■ ARTICLE:
--- Start ---
Celia is remembered by her great-niece, as having been a very tall and imposing woman, who was a “schoolmarm” by trade. She tells us that as a young child she was terrified of her stern Aunt Celia because of her severe and unyielding disposition. To a child, this very tall and commanding woman must have seemed intimidating. However, through some of Celia’s own correspondence and writings, we see a woman who is very concerned about her family and keeps in regular contact with cousins and extended family in an effort to find out more about her own genealogy. It is to Celia we owe a great deal for the things we know of the Whitman, Kennicott, and Polley lines. Celia wrote all over the country to various cousins and distant relations to find out the origins of her family. She protected the Whitman family bible (see below) begun by her parents in the early 1850s and saw that it was passed down to the next generations of Whitmans. She began a book, of sorts, handwritten at first and then asiduously typed retelling the stories and generations for her Vallette and Whitman heritage. For her time, Celia was an impressively organized genealogist. Her writings have clarified a few family mysteries and her facts, while unsourced according to today's genealogical standards, have proven reliable time and time again.
--- End ---
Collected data
--- Start ---
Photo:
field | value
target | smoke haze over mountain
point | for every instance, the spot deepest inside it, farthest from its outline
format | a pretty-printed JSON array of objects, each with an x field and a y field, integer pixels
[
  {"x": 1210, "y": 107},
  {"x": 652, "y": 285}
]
--- End ---
■ WHAT TO DO:
1. Translate this sentence from the passage about Celia into Spanish: "For her time, Celia was an impressively organized genealogist."
2. Continue the passage about Celia, beginning right after its last sentence.

■ RESPONSES PER TASK:
1. Para su época, Celia fue una genealogista impresionantemente organizada.

2.
For a woman who wrote so much about her family, we know very litte about her personally. No diaries and not many letters have surfaced about her, excepting her genealogical writings. In the 1900 federal census we find the sisters, Celia and Louisa, living together. They were living in Kanosh, Millard County, UT, right next door to their married brother, Edward, and with their unmarried brother Wilbur. In 1910, Celia and Louisa have moved to Illinois and are housed with the John J. and Jessie L. Acker family, and both listed as “aunt.” Jessie Louisa Acker was Jessie Louisa Lewis, daughter of Celia’s sister, Jessie, and her husband Thomas Jefferson Lewis. Celia was a Dressmaker in 1910.


Celia’s obituary gives us a little look into her life. The news of Celia’s passing was reported in the Glen Ellyn News and The Glen Ellyn on December 14th, 1939.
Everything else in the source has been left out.